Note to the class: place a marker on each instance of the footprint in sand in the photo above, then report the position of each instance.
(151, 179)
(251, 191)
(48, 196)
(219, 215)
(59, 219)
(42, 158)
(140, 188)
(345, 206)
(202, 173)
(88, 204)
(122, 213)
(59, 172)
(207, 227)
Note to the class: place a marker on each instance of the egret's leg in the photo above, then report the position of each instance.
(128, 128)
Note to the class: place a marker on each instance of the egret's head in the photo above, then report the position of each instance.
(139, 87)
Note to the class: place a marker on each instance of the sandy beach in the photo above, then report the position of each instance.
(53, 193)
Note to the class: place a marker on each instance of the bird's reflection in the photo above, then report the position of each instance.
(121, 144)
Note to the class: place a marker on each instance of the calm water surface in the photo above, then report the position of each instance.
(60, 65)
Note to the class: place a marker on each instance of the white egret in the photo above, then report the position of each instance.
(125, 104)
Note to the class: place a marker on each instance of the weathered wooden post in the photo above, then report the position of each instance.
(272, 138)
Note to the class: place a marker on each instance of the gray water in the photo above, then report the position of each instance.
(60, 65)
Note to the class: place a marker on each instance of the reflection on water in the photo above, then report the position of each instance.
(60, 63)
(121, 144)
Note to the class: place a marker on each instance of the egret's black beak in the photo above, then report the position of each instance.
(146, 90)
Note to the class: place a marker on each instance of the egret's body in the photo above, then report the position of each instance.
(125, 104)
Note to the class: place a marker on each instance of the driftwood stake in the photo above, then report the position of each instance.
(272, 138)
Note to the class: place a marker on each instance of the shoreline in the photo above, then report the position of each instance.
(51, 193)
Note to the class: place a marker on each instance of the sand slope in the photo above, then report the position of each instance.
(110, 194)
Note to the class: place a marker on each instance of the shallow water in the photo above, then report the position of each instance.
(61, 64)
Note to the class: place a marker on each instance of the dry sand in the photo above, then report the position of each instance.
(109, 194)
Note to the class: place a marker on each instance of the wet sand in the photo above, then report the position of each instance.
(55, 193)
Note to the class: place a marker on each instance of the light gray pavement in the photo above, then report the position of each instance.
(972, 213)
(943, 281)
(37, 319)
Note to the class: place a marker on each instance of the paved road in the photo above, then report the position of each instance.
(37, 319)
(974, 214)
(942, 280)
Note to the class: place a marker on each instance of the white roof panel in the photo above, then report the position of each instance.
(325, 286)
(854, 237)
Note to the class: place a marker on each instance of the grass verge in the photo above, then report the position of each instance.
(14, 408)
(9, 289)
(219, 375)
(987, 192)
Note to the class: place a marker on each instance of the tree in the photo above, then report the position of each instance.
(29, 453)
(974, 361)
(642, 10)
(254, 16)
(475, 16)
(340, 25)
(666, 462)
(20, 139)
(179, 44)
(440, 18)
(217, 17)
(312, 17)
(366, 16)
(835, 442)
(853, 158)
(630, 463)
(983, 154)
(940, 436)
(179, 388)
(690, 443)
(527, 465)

◆ ◆ ◆ ◆ ◆ ◆ ◆

INSTRUCTIONS FOR THE TASK: Please set down the whole listing above without altering a single line.

REPLY TO THE TASK:
Note to the class: place a marker on each instance of the footprint in sand in the photo above, then report the position of each instance.
(151, 179)
(251, 191)
(48, 196)
(219, 215)
(59, 219)
(42, 158)
(140, 188)
(345, 206)
(202, 173)
(88, 204)
(122, 213)
(59, 172)
(207, 227)
Note to the class: place a marker on each instance of the egret's leg in the photo above, then report the position of each instance.
(128, 128)
Note to the class: place a marker on each instance of the egret's head in the photo above, then report the position of each instance.
(139, 87)
Note to the class: place a marker on each instance of the sandy beach in the photo above, then report the position of each instance.
(53, 193)
Note to the class: place a marker on each instance of the bird's reflection in the photo above, then report the position of each instance.
(121, 144)
Note to the class: place a marker on each instance of the calm water surface in the photo above, then report the position of each instance.
(60, 65)
Note to the class: place a marker on each instance of the white egret in the photo above, then report the position of each instance.
(125, 104)
Note to the class: place a marker on each instance of the weathered wooden post in the photo above, then report the position of each instance.
(272, 138)
Note to the class: place a marker on each instance of the gray water in the photo above, then report the position of each instance.
(60, 65)
Note to the class: place a marker on each instance of the reflection on water in the photo above, then report the position of each instance.
(60, 63)
(121, 144)
Note to the class: place a marker on each instance of the egret's black beak in the photo above, then report the position of each instance.
(146, 90)
Note to the class: place a marker on each instance of the egret's body in the photo above, then report the position of each instance.
(125, 104)
Note to the class: place a marker on each instance of the driftwood stake in the photo above, then report the position of each instance.
(272, 138)
Note to the class: place a marker on each instance of the shoreline in the photo above, then report the position of each instance.
(51, 193)
Note to the class: place a marker on each instance of the sand slope in the photo above, then report the position of each instance.
(110, 194)
Note to the class: place a marker on each instance of the shallow water in the photo above, then report the position of each instance.
(61, 64)
Note to the class: place a marker on each instance of the dry sand in the photo above, then report the position of each instance.
(109, 194)
Note to the class: place a marker on each instance of the wet sand in the photo above, then report the position of each instance.
(55, 193)
Note to the class: place a marker on each instance of the light gray pavement in the photo above, then report the position of each instance.
(972, 213)
(943, 281)
(37, 319)
Note to the class: place a marker on each instance of the paved road in the photo above, then report the position of each instance.
(37, 319)
(974, 214)
(942, 280)
Note to the class: place a marker on each instance of the white roof panel in the photo above, then report the position of each instance.
(325, 286)
(854, 237)
Note to the class: place a marker on each instance of the grass verge in the photo above, then report the position of each instance.
(14, 408)
(9, 289)
(219, 375)
(987, 192)
Note to the class: place a marker on each instance of the tree in the photo above, then report the position of each instance.
(29, 453)
(974, 361)
(642, 10)
(254, 16)
(475, 16)
(340, 25)
(666, 462)
(20, 139)
(179, 44)
(440, 18)
(217, 17)
(312, 17)
(366, 16)
(835, 442)
(853, 158)
(630, 463)
(983, 154)
(940, 436)
(179, 388)
(690, 443)
(527, 465)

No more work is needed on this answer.